[Given instruction 1]
Based on the text about government revenue, explain why the tax was first introduced in Great Britain in 1799.

[Selected text]
****************************************

There are many responsibilities of state to its countrymen. State is represented


by the government. Hence, the government of any country performs a number of
activities in order to maintain law and order, peace and security, satisfying with
the requirement of basic needs and public utilities etc. It also initiates various
development programmes and maintains diplomatic and friendly relation with
other nations in the world. In order to carry out all these activities and discharge
its overall responsibilities towards the people, it needs sufficient revenue. Such a
revenue is known as government revenue. It is also known as public revenue.
Government revenue is collected through various sources according to the
provisions of the financial acts and rules and regulations.
Such sources of revenue are taxes, fees and charges, fines and penalties, foreign
grants etc. Among them, tax is the main sources of collecting the government
revenue.
The concept of tax was initiated from Great Britain in 1799 to collect revenue for
the government to manage the war against France. It didn't come into practice
after that for a long time. Income tax system was regularly begun from 1840
onwards in different countries in the world. It was begun from 1840 in
Switzerland, 1849 in Austria, 1860 in England and India, 1862 in USA, 1864 in
Italy and 1959 in Nepal as a regular source of government revenue.

****************************************

Records from a point labeling set
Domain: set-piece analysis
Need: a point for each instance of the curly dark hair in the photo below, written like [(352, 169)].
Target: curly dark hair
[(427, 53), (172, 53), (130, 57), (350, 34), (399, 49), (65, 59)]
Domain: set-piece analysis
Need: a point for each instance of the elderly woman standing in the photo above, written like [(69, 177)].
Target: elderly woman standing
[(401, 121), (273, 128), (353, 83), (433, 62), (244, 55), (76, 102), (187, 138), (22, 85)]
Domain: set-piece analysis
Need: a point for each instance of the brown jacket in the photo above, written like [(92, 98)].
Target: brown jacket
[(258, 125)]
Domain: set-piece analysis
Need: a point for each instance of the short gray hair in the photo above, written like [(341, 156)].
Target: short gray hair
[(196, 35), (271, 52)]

****************************************

[Given instruction 2]
Resize the coordinates in the listing above. Write out every line of the listing again, requests included, multiplying each coordinate in the answers by 0.75 and rounding to whole numbers with halves rounded up.

[Written reply 1]
Great Britain introduced the tax in 1799 to collect revenue so the government could manage its war against France.

[Written reply 2]
Domain: set-piece analysis
Need: a point for each instance of the curly dark hair in the photo below, written like [(352, 169)].
Target: curly dark hair
[(320, 40), (129, 40), (98, 43), (263, 26), (299, 37), (49, 44)]
Domain: set-piece analysis
Need: a point for each instance of the elderly woman standing in the photo above, written like [(69, 177)].
Target: elderly woman standing
[(301, 91), (205, 96), (265, 62), (325, 47), (183, 41), (57, 77), (140, 104), (17, 64)]
Domain: set-piece analysis
Need: a point for each instance of the brown jacket in the photo above, written like [(92, 98)].
Target: brown jacket
[(194, 94)]
Domain: set-piece analysis
Need: a point for each instance of the short gray hair in the photo above, written like [(341, 156)].
Target: short gray hair
[(147, 26), (203, 39)]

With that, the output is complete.